## Task statement
In the listing below, find the line containing "pine tree in the photo above.". Write out that line and every line after it to the end, exactly and only those.

## Supplied data
-*-
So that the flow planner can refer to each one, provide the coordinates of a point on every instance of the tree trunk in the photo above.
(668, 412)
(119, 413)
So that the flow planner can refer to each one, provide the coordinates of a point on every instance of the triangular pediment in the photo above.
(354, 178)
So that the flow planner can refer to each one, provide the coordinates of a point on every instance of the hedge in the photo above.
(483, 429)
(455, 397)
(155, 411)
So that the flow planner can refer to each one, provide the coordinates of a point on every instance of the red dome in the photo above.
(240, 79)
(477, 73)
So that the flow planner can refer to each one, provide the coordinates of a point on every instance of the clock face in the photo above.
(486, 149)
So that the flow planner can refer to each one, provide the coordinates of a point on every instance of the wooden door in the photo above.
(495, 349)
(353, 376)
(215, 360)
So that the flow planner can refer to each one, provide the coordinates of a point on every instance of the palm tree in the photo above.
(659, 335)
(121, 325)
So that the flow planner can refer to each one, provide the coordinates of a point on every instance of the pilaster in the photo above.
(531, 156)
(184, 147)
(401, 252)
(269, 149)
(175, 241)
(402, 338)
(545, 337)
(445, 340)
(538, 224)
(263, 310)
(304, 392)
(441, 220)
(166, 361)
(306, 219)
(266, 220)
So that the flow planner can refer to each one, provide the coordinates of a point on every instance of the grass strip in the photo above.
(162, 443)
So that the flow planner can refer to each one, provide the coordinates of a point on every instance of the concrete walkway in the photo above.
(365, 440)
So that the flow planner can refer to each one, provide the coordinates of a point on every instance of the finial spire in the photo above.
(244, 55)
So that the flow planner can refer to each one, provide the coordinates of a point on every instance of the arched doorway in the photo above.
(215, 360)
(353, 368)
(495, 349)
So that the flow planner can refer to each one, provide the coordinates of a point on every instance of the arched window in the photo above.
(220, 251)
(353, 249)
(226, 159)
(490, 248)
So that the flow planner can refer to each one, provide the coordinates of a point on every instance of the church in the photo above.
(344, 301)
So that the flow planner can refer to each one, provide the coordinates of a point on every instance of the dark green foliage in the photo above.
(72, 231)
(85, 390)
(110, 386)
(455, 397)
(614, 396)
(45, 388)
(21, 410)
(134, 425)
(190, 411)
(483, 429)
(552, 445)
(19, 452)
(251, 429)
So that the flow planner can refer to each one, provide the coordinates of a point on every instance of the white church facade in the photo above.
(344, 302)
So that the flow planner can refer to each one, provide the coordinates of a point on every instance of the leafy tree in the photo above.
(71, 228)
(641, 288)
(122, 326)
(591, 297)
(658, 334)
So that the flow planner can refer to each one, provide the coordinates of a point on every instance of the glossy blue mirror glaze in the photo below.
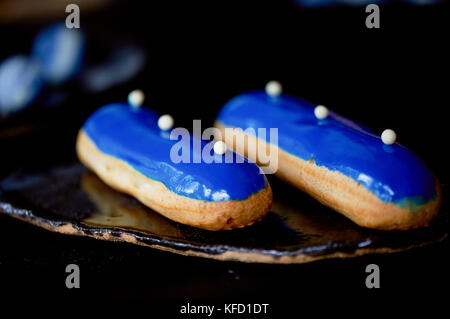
(134, 137)
(392, 172)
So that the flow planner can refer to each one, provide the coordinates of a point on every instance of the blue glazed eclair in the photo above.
(342, 164)
(127, 149)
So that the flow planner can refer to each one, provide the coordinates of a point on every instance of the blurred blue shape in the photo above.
(20, 83)
(60, 52)
(124, 63)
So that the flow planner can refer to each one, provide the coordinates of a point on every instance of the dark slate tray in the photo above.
(71, 200)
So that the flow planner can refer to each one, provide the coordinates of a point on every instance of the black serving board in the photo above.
(72, 200)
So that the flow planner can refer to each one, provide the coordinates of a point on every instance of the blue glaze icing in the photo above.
(392, 172)
(60, 52)
(134, 137)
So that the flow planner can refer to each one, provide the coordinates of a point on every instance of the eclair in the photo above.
(130, 152)
(369, 178)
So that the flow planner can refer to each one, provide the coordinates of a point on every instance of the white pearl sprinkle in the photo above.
(165, 122)
(220, 148)
(388, 137)
(136, 98)
(274, 88)
(321, 112)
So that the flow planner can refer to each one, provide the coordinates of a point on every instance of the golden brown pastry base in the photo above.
(203, 214)
(338, 191)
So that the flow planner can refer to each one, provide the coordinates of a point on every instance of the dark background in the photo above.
(201, 55)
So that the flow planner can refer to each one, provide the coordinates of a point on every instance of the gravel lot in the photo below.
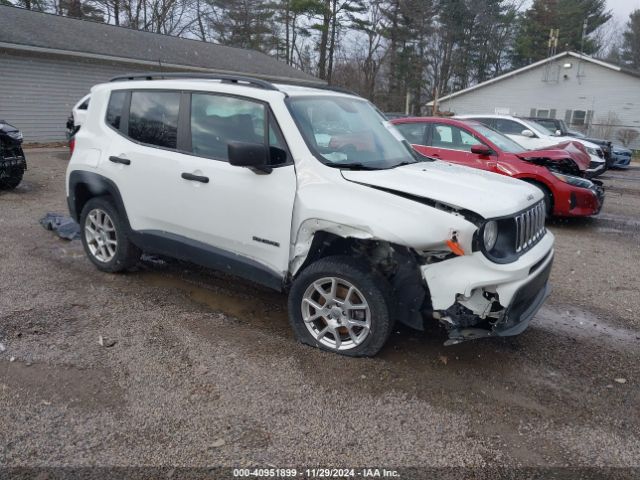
(205, 370)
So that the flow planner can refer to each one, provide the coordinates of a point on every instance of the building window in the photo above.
(578, 117)
(543, 112)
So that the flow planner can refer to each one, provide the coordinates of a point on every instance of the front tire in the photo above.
(104, 237)
(343, 306)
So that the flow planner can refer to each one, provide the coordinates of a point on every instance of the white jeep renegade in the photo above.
(309, 191)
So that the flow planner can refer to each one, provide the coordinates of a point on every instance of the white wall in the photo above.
(599, 89)
(37, 92)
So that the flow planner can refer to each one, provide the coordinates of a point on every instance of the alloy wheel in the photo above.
(100, 235)
(336, 313)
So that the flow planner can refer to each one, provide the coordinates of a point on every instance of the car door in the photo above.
(453, 144)
(513, 130)
(232, 208)
(143, 160)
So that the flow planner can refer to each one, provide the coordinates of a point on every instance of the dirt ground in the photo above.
(205, 370)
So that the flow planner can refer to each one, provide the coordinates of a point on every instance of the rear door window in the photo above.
(453, 138)
(217, 120)
(153, 118)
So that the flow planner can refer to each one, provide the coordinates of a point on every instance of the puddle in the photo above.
(585, 326)
(233, 298)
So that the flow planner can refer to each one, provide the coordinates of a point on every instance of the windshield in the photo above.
(503, 142)
(346, 132)
(536, 126)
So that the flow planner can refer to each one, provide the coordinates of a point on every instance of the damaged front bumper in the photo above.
(475, 298)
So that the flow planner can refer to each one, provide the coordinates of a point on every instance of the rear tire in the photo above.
(11, 177)
(105, 238)
(342, 305)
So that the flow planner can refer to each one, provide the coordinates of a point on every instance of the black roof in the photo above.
(35, 29)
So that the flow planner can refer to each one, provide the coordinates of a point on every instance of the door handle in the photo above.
(123, 161)
(195, 178)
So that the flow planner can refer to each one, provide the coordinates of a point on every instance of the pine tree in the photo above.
(631, 41)
(566, 15)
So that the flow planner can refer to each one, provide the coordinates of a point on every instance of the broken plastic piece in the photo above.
(455, 247)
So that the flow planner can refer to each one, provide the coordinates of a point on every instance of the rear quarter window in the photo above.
(114, 109)
(153, 118)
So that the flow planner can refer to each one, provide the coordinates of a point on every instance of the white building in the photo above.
-*-
## Result
So that the flow planner can refer to each one, provide the coordinates of a point on every instance of the pine tree in the photo above.
(631, 41)
(566, 15)
So that the flow planner can refer to each one, provide the coordinates of a point on every instance of the broken plastic piece in the photo above.
(455, 247)
So that the flow planner can refer to each one, provide the coordinates of a point on every instance of the rear quarter window in the photo above.
(114, 109)
(153, 118)
So that the flow planner can refer to each one, provide the coordinates of a point on every instance of the white building in the photo above.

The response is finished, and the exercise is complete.